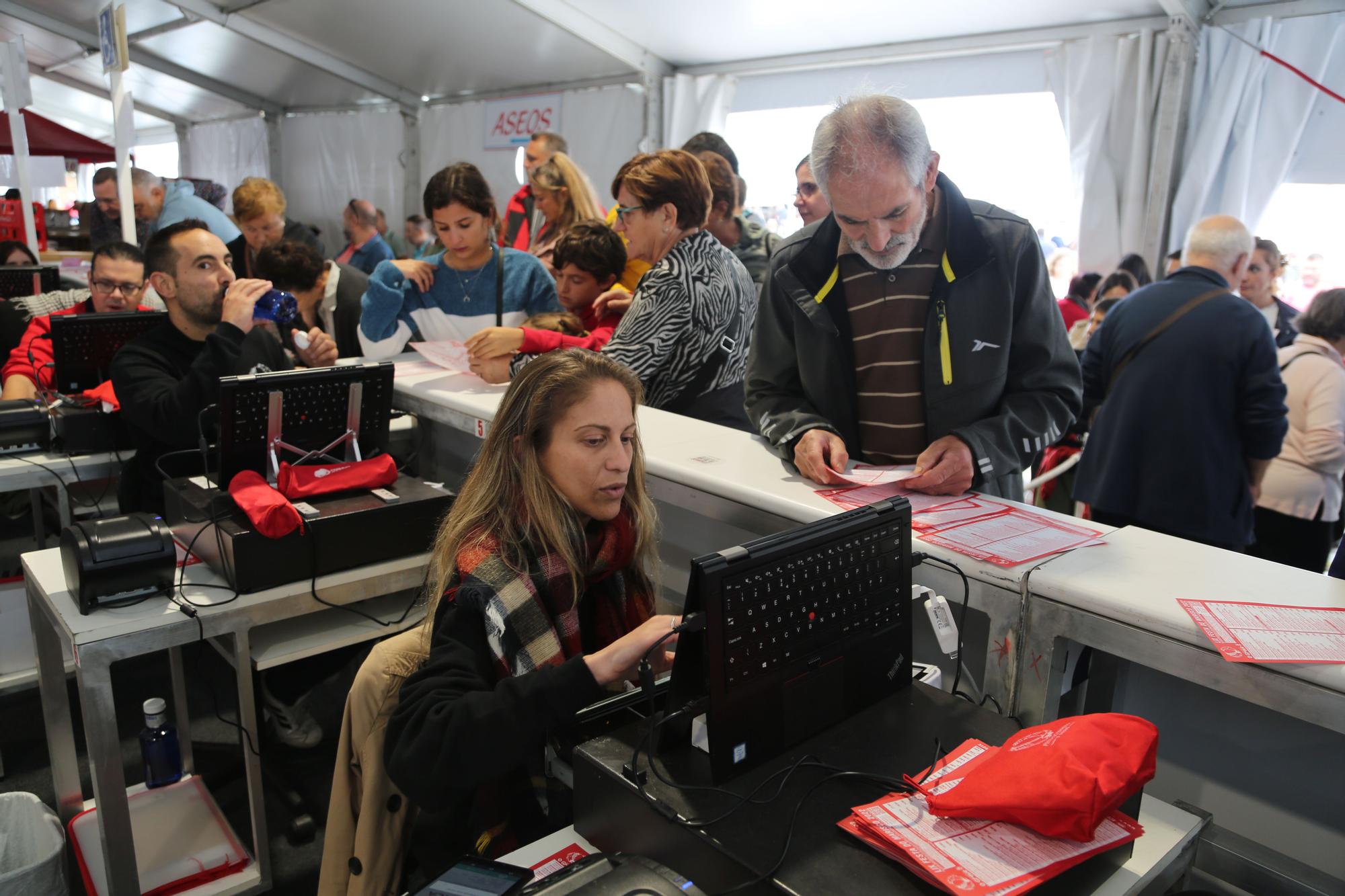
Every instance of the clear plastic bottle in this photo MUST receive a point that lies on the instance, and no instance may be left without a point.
(159, 745)
(276, 304)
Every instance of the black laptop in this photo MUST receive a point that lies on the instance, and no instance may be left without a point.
(805, 628)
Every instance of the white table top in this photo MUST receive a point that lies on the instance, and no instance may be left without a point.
(718, 460)
(1139, 576)
(24, 470)
(44, 568)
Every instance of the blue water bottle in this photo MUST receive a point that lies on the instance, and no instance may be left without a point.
(278, 306)
(159, 745)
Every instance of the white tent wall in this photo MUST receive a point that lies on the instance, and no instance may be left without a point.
(330, 159)
(1250, 116)
(693, 104)
(602, 126)
(1013, 72)
(229, 151)
(1108, 88)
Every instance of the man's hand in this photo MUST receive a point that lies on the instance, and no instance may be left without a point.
(614, 302)
(493, 369)
(321, 352)
(944, 469)
(821, 456)
(494, 342)
(419, 272)
(240, 299)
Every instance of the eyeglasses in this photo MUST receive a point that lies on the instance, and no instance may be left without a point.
(108, 287)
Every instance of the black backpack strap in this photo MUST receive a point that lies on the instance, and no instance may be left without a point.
(705, 376)
(500, 287)
(1160, 330)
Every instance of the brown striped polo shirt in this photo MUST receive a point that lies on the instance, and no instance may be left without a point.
(888, 313)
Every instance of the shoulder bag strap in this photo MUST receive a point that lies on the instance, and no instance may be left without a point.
(500, 287)
(1160, 330)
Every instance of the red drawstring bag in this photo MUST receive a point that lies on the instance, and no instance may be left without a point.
(266, 507)
(1061, 779)
(306, 482)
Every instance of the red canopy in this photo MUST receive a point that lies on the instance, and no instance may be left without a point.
(49, 139)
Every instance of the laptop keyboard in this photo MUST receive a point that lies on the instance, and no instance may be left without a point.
(800, 606)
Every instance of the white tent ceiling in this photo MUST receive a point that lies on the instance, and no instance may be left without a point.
(201, 61)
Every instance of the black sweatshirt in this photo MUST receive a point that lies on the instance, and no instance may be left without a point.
(163, 378)
(457, 728)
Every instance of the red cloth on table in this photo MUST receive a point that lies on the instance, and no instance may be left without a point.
(268, 510)
(309, 481)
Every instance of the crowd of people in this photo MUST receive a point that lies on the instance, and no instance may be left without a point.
(905, 325)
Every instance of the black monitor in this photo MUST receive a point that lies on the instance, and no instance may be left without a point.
(804, 630)
(326, 415)
(28, 280)
(83, 346)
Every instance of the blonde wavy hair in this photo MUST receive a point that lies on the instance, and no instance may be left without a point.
(508, 495)
(563, 177)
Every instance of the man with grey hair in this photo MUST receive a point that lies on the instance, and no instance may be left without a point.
(161, 204)
(1192, 405)
(911, 326)
(365, 247)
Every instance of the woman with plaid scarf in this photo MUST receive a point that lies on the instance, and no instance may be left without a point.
(547, 603)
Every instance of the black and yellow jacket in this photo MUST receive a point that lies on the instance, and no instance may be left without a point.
(999, 369)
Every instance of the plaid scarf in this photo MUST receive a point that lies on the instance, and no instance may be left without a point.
(533, 619)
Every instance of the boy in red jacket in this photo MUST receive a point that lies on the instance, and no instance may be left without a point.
(590, 257)
(116, 283)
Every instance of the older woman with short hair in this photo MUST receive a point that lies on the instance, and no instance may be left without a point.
(260, 212)
(1301, 495)
(688, 331)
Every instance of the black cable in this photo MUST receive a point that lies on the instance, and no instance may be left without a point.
(962, 619)
(313, 589)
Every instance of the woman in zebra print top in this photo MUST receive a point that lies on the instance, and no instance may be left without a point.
(689, 325)
(688, 331)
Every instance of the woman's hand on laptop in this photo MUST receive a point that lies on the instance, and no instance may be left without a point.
(621, 659)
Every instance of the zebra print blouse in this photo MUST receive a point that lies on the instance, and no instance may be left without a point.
(683, 310)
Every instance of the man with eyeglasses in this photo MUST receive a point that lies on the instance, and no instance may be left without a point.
(116, 283)
(367, 248)
(808, 200)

◆ The request: Copy every one of the records above word for word, and leave the pictures out of your copy.

◆ Exercise result:
Every instance of the clear plastic bottle in this photo MUST receive a point that lies on the instance, and no instance may be left without a point.
(159, 745)
(276, 304)
Every instance of the black laptop in this photo MUST receive a point that lies on the instance, and no instance may be left without a point.
(805, 628)
Every instance of the white table top in this photo MUST receive a point that lies on the instance, and no instance may be left without a point.
(718, 460)
(1139, 576)
(24, 470)
(44, 568)
Every instance of the blue water bottle in this photo MUST receive a point that lies on the instance, and no instance may be left without a point.
(278, 306)
(159, 745)
Every instance of the white tent wall in this photo MUST receive a point that lies on the instance, and no instance may be left without a point.
(330, 159)
(1250, 116)
(693, 104)
(602, 126)
(1013, 72)
(229, 151)
(1108, 88)
Every instance of the man's hand in this photo MUST receive a point that lies on the instance, and no instance may be left without a point.
(614, 302)
(493, 369)
(321, 352)
(944, 469)
(821, 456)
(494, 342)
(419, 272)
(240, 299)
Every instance of the eyeglasses in this photo MUST receive a point that lies on the instance, and no instance may be left without a point.
(108, 287)
Every instance of the black backpack strap in this photo MUST receive a point that lies on the instance, and no instance may be left without a point.
(705, 376)
(500, 287)
(1160, 330)
Every instance of the brown striped polo shirt in this photo MUST receive a point that lies on the instance, and no instance may be left without a point.
(888, 313)
Every instance of the shoulder bag strap in this photo MUST receive a point that lies on the instance, and no instance may be left without a point.
(500, 287)
(1160, 330)
Every instance of the red drawstring bag in this photo MUST receive a point that lies on the instance, and no instance may be left without a point.
(266, 507)
(1061, 779)
(306, 482)
Every instance of the red canopy in this photo MUST receive a point that lies on the instance, and no instance may be left without a point.
(49, 139)
Every instance of the laptop keyboard in this photo MUST receive a point that lies on the instance, and no instance may be left without a point.
(800, 606)
Every instance of the white tent ceiling in this photo MUST receive a point that lies on the instance, and no instance may be left without a point.
(201, 61)
Every instance of the black sweatshirt in this photo MUST receive a point that lies on the instance, and no instance may be left without a point.
(163, 378)
(457, 728)
Every instance of the red cloth on table in this photo MUST receive a point that lies on the instance, and no instance may be left without a point.
(268, 510)
(309, 481)
Every instance of the crowd of people in this photo MUST receive a point that lies on the instance, and no instance may be left without a point.
(905, 325)
Every instance of the black monitor in this photo MUST receive a point that lies on the instance, and no instance may be left without a point.
(804, 630)
(326, 415)
(28, 280)
(83, 346)
Every instance of the blonde wavy hair in this photo MUST receive a point that lies on the instance, and no instance may be left without a point.
(508, 495)
(563, 177)
Every instance of the man with grey hair in this photo MUST receive a point that lies on the instance, and no instance may be left without a point.
(161, 204)
(1192, 405)
(911, 326)
(365, 247)
Every instance of the woman with plaid scarf in this photo MUST receive a point that lies on the instance, and no instance may be left without a point.
(547, 603)
Every instance of the black and yellow jacket in this photo MUST receive a point that lies on the instance, and no instance may be left without a point.
(999, 369)
Every instance of the plaid scarf in this photo MUST receive a point that lies on the instance, and no instance may be left without a point.
(533, 619)
Every instance of the boy in red jacket in this photo MUST receive a point that lies on the instance, and no instance may be left without a point.
(590, 257)
(116, 283)
Every instance of the older woman with short hair in this photo MUST receive a point that lies on the instance, and no instance may be left without a point.
(260, 212)
(1301, 495)
(688, 331)
Every instance of the black cable in this photo MUST receive a point that lies on the instance, and no instance may be left without a point.
(962, 619)
(313, 589)
Every instance of the woman in zebra print top in this photo MUST receive a point that lies on the instance, and no instance may be left without a point.
(689, 325)
(688, 331)
Every instance of the woman's hand on laptop in this photo MUST receive a point that lies on the instance, and no instance may be left without a point.
(621, 659)
Every instance of the zebra print blouse in this photo MUST receive a point that lies on the instance, and no instance may be left without a point.
(683, 310)
Every instance of the man with eyeglasses in this photo MUST receive a point that lies on the instance, and no instance may be left without a point.
(116, 283)
(367, 248)
(808, 200)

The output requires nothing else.